→ EXCERPTED PASSAGE:
--- Start ---
Sample usage for lm

Regression Tests

Issue 167

https://github.com/nltk/nltk/issues/167

>>> from nltk.corpus import brown
>>> from nltk.lm.preprocessing import padded_everygram_pipeline
>>> ngram_order = 3
>>> train_data, vocab_data = padded_everygram_pipeline(
...     ngram_order,
...     brown.sents(categories="news")
... )
>>> from nltk.lm import WittenBellInterpolated
>>> lm = WittenBellInterpolated(ngram_order)
>>> lm.fit(train_data, vocab_data)

Sentence containing an unseen word should result in infinite entropy because Witten-Bell is based ultimately on MLE, which cannot handle unseen ngrams. Crucially, it shouldn’t raise any exceptions for unseen words.

>>> from nltk.util import ngrams
>>> sent = ngrams("This is a sentence with the word aaddvark".split(), 3)
>>> lm.entropy(sent)
inf

If we remove all unseen ngrams from the sentence, we’ll get a non-infinite value for the entropy.

>>> sent = ngrams("This is a sentence".split(), 3)
>>> round(lm.entropy(sent), 14)
10.23701322869105

Issue 367

https://github.com/nltk/nltk/issues/367

Reproducing Dan Blanchard’s example: https://github.com/nltk/nltk/issues/367#issuecomment-14646110

>>> from nltk.lm import Lidstone, Vocabulary
>>> word_seq = list('aaaababaaccbacb')
--- End ---
→ STATED TASK 1: Return, character for character, the lines of the entries from the line containing "Please segment every instance of the <item>bride's eye</item>" up to and including the final line of the entries.

→ RECORDS SHOWN:
--- Start ---
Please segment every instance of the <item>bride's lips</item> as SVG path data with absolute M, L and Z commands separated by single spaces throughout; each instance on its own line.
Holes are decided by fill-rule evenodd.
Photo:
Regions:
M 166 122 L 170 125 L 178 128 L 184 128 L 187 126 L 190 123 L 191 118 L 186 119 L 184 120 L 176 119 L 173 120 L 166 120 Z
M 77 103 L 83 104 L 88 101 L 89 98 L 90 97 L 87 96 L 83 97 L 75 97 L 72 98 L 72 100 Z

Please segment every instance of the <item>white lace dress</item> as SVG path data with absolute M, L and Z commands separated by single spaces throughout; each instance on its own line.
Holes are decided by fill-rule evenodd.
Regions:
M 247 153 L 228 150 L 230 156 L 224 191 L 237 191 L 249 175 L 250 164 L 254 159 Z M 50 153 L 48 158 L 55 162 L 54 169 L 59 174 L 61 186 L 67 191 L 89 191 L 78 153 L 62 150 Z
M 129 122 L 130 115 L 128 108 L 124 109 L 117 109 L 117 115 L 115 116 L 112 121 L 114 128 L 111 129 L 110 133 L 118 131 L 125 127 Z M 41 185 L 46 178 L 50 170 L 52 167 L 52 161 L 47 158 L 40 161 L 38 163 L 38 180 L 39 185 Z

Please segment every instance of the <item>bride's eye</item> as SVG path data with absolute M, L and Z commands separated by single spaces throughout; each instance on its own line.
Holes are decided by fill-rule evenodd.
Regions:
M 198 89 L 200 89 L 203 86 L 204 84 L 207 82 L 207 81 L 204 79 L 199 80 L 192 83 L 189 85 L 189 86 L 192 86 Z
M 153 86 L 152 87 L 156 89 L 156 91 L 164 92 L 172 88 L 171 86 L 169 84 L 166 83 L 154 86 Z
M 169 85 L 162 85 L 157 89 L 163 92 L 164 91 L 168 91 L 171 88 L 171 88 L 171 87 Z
--- End ---
→ STATED TASK 2: Carry the NLTK language model regression tests forward from the point where they stop.

→ TASK RESULT 1:
Please segment every instance of the <item>bride's eye</item> as SVG path data with absolute M, L and Z commands separated by single spaces throughout; each instance on its own line.
Holes are decided by fill-rule evenodd.
Regions:
M 198 89 L 200 89 L 203 86 L 204 84 L 207 82 L 207 81 L 204 79 L 199 80 L 192 83 L 189 85 L 189 86 L 192 86 Z
M 153 86 L 152 87 L 156 89 L 156 91 L 164 92 L 172 88 L 171 86 L 169 84 L 166 83 L 154 86 Z
M 169 85 L 162 85 L 157 89 L 163 92 L 164 91 L 168 91 L 171 88 L 171 88 L 171 87 Z

→ TASK RESULT 2:
>>> ngram_order = 2
>>> from nltk.util import everygrams
>>> train_data = [everygrams(word_seq, max_len=ngram_order)]
>>> V = Vocabulary(['a', 'b', 'c', ''])
>>> lm = Lidstone(0.2, ngram_order, vocabulary=V)
>>> lm.fit(train_data)

For doctest to work we have to sort the vocabulary keys.

>>> V_keys = sorted(V)
>>> round(sum(lm.score(w, ("b",)) for w in V_keys), 6)
1.0
>>> round(sum(lm.score(w, ("a",)) for w in V_keys), 6)
1.0
>>> [lm.score(w, ("b",)) for w in V_keys]
[0.05, 0.05, 0.8, 0.05, 0.05]
>>> [round(lm.score(w, ("a",)), 4) for w in V_keys]
[0.0222, 0.0222, 0.4667, 0.2444, 0.2444]

Here’s reproducing @afourney’s comment: https://github.com/nltk/nltk/issues/367#issuecomment-15686289

>>> sent = ['foo', 'foo', 'foo', 'foo', 'bar', 'baz']
>>> ngram_order = 3
>>> from nltk.lm.preprocessing import padded_everygram_pipeline
>>> train_data, vocab_data = padded_everygram_pipeline(ngram_order, [sent])
>>> from nltk.lm import Lidstone
>>> lm = Lidstone(0.2, ngram_order)
>>> lm.fit(train_data, vocab_data)

The vocabulary includes the “UNK” symbol as well as two padding symbols.

>>> len(lm.vocab)
6
>>> word = "foo"
>>> context = ("bar", "baz")

The raw counts.

>>> lm.context_counts(context)[word]
0
>>> lm.context_counts(context).N()
1

Counts with Lidstone smoothing.

>>> lm.context_counts(context)[word] + lm.gamma
0.2
>>> lm.context_counts(context).N() + len(lm.vocab) * lm.gamma
2.2

Without any backoff, just using Lidstone smoothing, P(“foo” | “bar”, “baz”) should be: 0.2 / 2.2 ~= 0.090909

>>> round(lm.score(word, context), 6)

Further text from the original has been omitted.